Exercise objective:
Copy every line from the material below that holds "floor".

--

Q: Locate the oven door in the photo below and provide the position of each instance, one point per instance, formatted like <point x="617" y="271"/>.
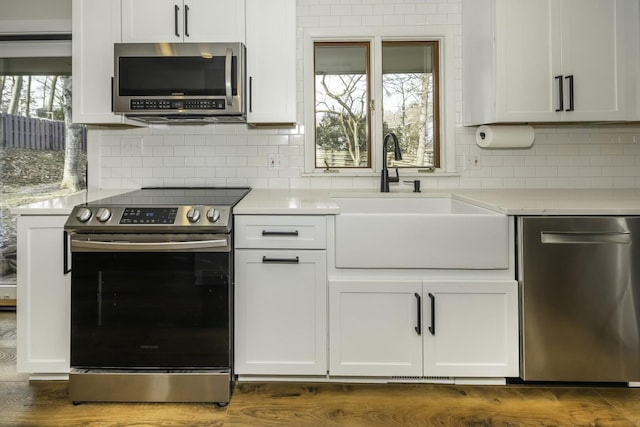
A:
<point x="151" y="301"/>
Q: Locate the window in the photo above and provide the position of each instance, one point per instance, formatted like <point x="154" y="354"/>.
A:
<point x="342" y="105"/>
<point x="347" y="126"/>
<point x="410" y="99"/>
<point x="33" y="137"/>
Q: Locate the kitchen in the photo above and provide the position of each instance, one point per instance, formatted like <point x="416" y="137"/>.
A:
<point x="577" y="157"/>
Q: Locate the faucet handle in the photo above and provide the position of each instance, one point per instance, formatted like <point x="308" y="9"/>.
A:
<point x="416" y="185"/>
<point x="396" y="178"/>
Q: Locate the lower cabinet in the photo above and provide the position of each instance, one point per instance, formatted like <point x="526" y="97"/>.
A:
<point x="423" y="328"/>
<point x="280" y="312"/>
<point x="44" y="293"/>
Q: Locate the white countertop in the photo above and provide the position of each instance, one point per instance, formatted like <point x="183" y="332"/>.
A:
<point x="321" y="202"/>
<point x="510" y="202"/>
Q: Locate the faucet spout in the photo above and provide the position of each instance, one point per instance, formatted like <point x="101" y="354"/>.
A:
<point x="384" y="174"/>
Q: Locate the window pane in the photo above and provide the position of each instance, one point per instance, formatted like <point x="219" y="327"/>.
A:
<point x="341" y="105"/>
<point x="410" y="99"/>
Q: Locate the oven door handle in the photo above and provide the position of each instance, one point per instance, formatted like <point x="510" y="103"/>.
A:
<point x="149" y="246"/>
<point x="227" y="77"/>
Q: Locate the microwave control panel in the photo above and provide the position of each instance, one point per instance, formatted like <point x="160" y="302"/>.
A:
<point x="177" y="104"/>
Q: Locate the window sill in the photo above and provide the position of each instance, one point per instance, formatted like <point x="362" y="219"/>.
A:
<point x="413" y="173"/>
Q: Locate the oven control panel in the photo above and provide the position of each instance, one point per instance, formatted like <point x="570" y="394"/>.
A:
<point x="146" y="218"/>
<point x="149" y="215"/>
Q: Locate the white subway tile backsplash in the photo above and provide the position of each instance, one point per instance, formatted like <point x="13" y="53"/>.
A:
<point x="236" y="154"/>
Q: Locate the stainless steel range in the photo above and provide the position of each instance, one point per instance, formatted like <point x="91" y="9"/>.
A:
<point x="152" y="296"/>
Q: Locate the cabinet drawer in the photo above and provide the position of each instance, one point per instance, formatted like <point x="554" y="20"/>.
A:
<point x="280" y="232"/>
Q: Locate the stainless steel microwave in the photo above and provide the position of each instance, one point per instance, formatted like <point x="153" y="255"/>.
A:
<point x="180" y="82"/>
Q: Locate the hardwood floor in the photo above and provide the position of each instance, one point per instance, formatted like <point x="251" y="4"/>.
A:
<point x="24" y="403"/>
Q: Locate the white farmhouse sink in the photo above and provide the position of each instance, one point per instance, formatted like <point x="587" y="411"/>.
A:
<point x="419" y="232"/>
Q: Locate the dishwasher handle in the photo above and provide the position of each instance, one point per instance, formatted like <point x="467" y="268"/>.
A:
<point x="573" y="237"/>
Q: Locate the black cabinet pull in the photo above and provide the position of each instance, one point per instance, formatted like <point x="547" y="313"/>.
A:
<point x="418" y="327"/>
<point x="432" y="328"/>
<point x="560" y="94"/>
<point x="65" y="253"/>
<point x="570" y="78"/>
<point x="176" y="11"/>
<point x="250" y="94"/>
<point x="266" y="260"/>
<point x="186" y="21"/>
<point x="280" y="233"/>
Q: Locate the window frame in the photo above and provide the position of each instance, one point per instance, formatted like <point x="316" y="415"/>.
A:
<point x="375" y="36"/>
<point x="369" y="95"/>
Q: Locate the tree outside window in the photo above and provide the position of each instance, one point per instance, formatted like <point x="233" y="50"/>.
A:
<point x="342" y="105"/>
<point x="42" y="153"/>
<point x="410" y="102"/>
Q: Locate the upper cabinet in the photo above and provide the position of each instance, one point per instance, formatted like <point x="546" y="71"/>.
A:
<point x="549" y="60"/>
<point x="158" y="21"/>
<point x="271" y="61"/>
<point x="96" y="27"/>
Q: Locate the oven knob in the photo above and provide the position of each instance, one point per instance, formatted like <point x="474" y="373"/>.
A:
<point x="193" y="215"/>
<point x="103" y="214"/>
<point x="213" y="215"/>
<point x="83" y="215"/>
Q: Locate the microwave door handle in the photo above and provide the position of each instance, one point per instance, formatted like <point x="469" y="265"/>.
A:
<point x="227" y="77"/>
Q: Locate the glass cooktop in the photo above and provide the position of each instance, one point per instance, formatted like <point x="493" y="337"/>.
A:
<point x="176" y="196"/>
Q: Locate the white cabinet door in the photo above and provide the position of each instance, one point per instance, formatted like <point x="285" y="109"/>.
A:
<point x="526" y="53"/>
<point x="271" y="61"/>
<point x="280" y="312"/>
<point x="593" y="59"/>
<point x="548" y="60"/>
<point x="96" y="27"/>
<point x="471" y="329"/>
<point x="152" y="21"/>
<point x="373" y="328"/>
<point x="44" y="316"/>
<point x="158" y="21"/>
<point x="215" y="21"/>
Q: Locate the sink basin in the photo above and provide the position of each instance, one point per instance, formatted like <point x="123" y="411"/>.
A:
<point x="419" y="232"/>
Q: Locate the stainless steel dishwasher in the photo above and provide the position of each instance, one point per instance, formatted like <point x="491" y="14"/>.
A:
<point x="580" y="298"/>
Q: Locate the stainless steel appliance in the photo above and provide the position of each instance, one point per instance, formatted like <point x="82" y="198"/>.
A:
<point x="580" y="298"/>
<point x="152" y="296"/>
<point x="180" y="83"/>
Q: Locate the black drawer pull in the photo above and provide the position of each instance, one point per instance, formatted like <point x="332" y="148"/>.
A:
<point x="560" y="94"/>
<point x="418" y="327"/>
<point x="266" y="260"/>
<point x="280" y="233"/>
<point x="432" y="328"/>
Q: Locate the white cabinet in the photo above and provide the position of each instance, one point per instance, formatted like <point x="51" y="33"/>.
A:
<point x="271" y="61"/>
<point x="423" y="328"/>
<point x="43" y="311"/>
<point x="548" y="60"/>
<point x="158" y="21"/>
<point x="372" y="328"/>
<point x="280" y="295"/>
<point x="96" y="27"/>
<point x="471" y="329"/>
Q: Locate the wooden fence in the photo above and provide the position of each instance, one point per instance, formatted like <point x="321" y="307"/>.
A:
<point x="34" y="134"/>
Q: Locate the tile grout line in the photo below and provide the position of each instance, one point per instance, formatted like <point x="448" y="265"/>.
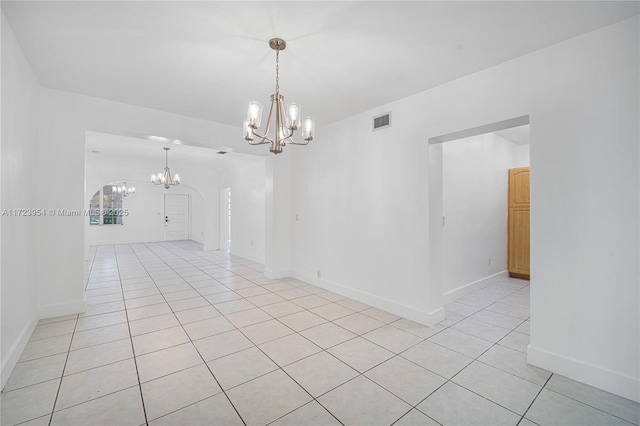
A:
<point x="133" y="349"/>
<point x="196" y="349"/>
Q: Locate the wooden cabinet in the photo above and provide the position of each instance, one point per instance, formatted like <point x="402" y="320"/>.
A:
<point x="518" y="223"/>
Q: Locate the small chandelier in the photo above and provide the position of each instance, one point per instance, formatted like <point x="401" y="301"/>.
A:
<point x="285" y="124"/>
<point x="123" y="189"/>
<point x="164" y="178"/>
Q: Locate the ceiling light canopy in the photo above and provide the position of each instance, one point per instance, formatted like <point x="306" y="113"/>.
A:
<point x="285" y="121"/>
<point x="165" y="178"/>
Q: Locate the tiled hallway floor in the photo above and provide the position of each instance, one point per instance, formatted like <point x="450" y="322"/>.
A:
<point x="174" y="335"/>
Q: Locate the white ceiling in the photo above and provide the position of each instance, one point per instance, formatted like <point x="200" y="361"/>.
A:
<point x="207" y="59"/>
<point x="518" y="135"/>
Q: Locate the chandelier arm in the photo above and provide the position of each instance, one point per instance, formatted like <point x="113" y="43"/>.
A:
<point x="292" y="142"/>
<point x="264" y="139"/>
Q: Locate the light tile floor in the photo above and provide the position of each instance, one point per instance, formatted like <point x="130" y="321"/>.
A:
<point x="174" y="335"/>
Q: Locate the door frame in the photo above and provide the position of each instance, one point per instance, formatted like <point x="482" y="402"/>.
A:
<point x="164" y="226"/>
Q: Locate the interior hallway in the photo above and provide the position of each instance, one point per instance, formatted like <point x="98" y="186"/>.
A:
<point x="174" y="335"/>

--

Answer to the problem:
Q: Locate the hardwood floor in the photo above and provide the position of each instance, one point per instance, formatted like <point x="251" y="4"/>.
Q: Locate the tiled hallway floor in the photo above and provide the position of each instance, one point per instance, formatted like <point x="450" y="322"/>.
Q: Locate the light tile floor in the photo above and provide the position of each instance, one point per instance, formatted like <point x="130" y="321"/>.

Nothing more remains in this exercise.